WORK INSTRUCTION: The job is to find each line in the entries holding the string "leather" and copy that line.

INFORMATION PROVIDED:
::::

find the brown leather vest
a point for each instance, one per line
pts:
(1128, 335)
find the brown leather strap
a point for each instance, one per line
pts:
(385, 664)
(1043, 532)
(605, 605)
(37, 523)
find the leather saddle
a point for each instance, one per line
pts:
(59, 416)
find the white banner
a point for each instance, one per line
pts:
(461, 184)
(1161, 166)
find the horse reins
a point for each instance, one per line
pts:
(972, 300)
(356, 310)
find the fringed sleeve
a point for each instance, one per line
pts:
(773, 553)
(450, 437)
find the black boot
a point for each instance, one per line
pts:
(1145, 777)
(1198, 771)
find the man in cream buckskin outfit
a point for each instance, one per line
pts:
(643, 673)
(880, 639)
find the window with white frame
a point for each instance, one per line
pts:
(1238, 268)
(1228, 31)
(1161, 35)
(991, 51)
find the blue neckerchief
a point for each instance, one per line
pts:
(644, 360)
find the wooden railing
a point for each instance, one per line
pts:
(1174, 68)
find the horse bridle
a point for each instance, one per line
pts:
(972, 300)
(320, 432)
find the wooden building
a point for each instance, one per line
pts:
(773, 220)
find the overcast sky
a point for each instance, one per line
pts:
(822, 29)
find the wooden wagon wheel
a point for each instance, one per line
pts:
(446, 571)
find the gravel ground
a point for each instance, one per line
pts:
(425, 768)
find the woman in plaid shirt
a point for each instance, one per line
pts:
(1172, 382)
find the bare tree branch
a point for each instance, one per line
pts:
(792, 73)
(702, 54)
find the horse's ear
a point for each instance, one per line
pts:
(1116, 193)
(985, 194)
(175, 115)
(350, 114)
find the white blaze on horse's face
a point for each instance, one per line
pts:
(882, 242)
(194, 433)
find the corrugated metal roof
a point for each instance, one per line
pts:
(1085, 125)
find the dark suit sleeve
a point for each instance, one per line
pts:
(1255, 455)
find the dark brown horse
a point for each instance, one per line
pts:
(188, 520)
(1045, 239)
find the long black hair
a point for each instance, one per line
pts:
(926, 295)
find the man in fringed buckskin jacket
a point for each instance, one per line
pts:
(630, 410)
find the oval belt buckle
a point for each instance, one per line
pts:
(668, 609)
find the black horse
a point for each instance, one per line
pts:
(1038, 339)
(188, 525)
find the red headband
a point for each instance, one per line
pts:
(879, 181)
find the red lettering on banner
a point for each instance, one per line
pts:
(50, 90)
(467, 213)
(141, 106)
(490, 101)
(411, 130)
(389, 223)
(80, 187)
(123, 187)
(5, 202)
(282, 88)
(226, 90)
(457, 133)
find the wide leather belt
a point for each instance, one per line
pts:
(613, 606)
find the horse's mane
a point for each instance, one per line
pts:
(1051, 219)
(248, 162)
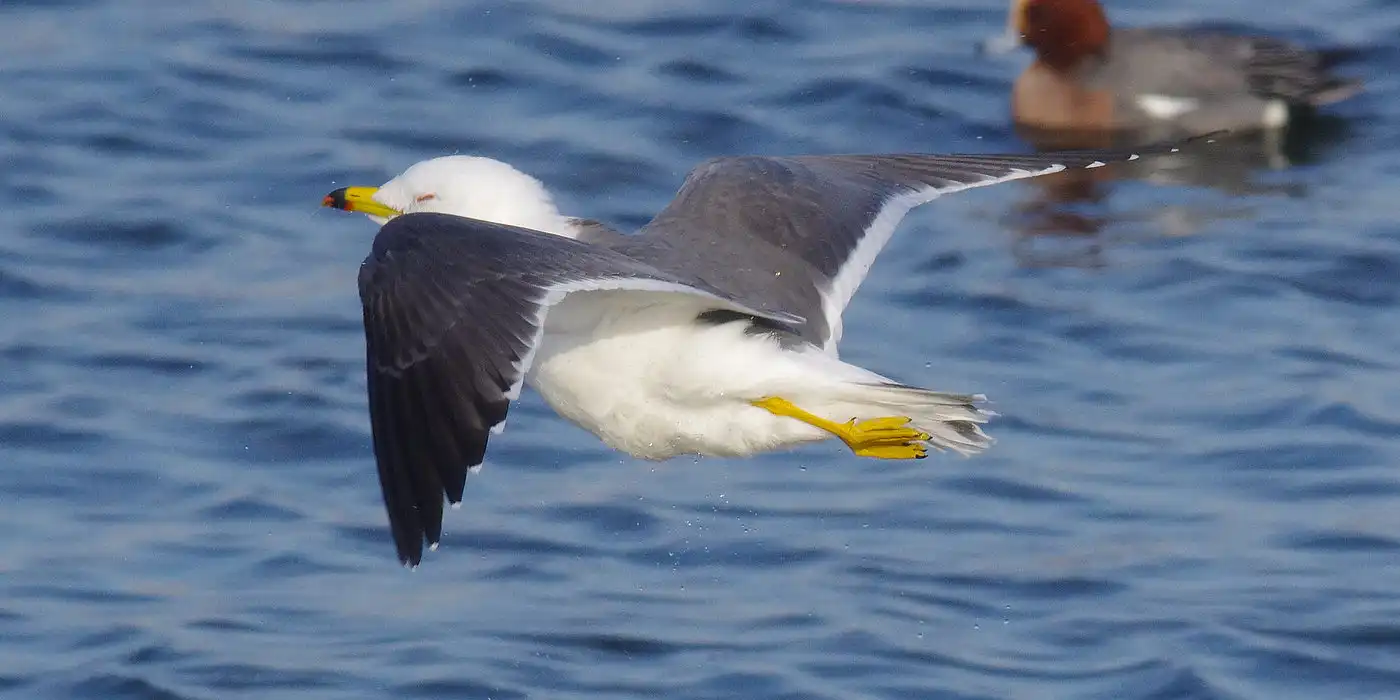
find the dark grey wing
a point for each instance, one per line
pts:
(1185, 63)
(454, 310)
(800, 233)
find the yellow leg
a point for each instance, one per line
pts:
(882, 438)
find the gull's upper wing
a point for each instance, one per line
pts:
(454, 310)
(800, 233)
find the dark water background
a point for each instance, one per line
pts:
(1196, 492)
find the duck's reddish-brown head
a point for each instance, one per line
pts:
(1063, 32)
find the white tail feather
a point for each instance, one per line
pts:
(951, 420)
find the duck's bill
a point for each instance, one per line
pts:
(359, 199)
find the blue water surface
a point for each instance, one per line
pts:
(1194, 492)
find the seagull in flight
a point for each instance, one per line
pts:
(711, 331)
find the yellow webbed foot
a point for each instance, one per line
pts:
(885, 438)
(882, 438)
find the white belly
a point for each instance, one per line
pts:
(640, 374)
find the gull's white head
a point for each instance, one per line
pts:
(462, 185)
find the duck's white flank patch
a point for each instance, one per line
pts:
(1166, 107)
(1276, 114)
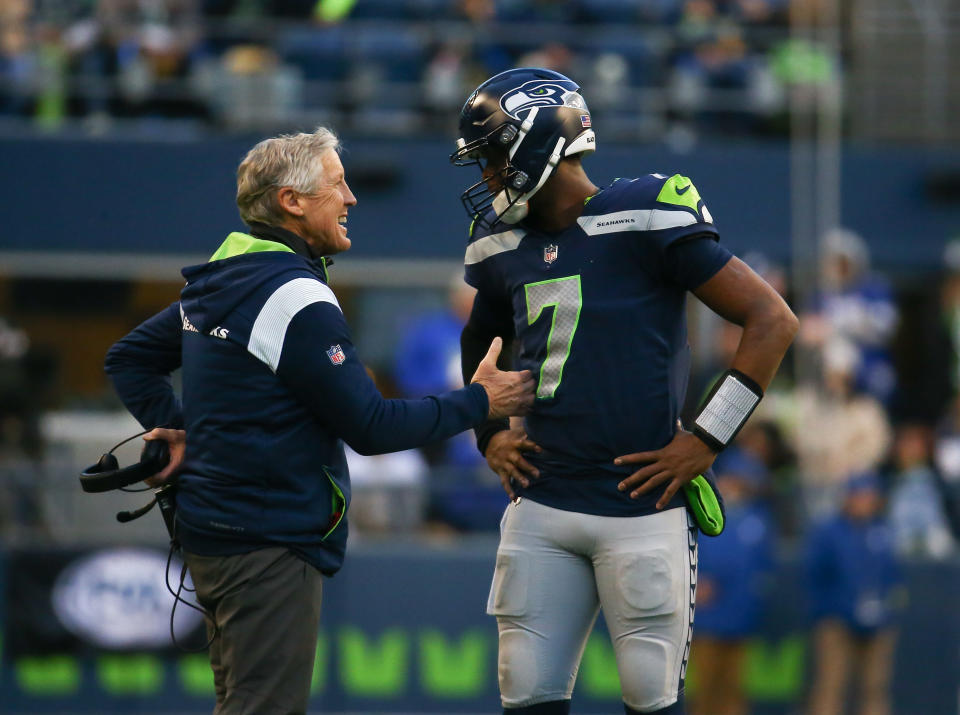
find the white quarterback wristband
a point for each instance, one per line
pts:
(726, 409)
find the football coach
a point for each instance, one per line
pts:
(272, 386)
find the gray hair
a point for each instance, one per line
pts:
(287, 160)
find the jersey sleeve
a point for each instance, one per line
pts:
(479, 271)
(678, 212)
(692, 262)
(140, 364)
(320, 365)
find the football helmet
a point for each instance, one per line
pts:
(526, 119)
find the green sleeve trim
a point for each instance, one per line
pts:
(238, 244)
(338, 506)
(704, 505)
(680, 191)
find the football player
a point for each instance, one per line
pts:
(591, 282)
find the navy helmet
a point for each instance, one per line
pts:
(535, 117)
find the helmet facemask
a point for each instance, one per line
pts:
(509, 190)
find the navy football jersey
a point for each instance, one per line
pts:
(598, 311)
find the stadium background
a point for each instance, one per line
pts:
(121, 124)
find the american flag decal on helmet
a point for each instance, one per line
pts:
(335, 353)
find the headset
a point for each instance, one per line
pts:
(107, 474)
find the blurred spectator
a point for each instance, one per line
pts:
(389, 491)
(445, 78)
(248, 87)
(928, 345)
(552, 56)
(858, 306)
(732, 579)
(465, 493)
(856, 591)
(917, 514)
(836, 431)
(763, 439)
(133, 58)
(947, 461)
(428, 356)
(26, 376)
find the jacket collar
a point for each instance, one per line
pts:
(291, 241)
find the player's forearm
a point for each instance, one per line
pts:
(767, 333)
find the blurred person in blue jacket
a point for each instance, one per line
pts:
(856, 305)
(732, 579)
(856, 590)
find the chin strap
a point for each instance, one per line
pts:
(512, 207)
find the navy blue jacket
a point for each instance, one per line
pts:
(271, 385)
(853, 574)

::::

SOLUTION TO THIS EXERCISE:
find the brown leather vest
find the brown leather strap
find the leather saddle
find the wide leather belt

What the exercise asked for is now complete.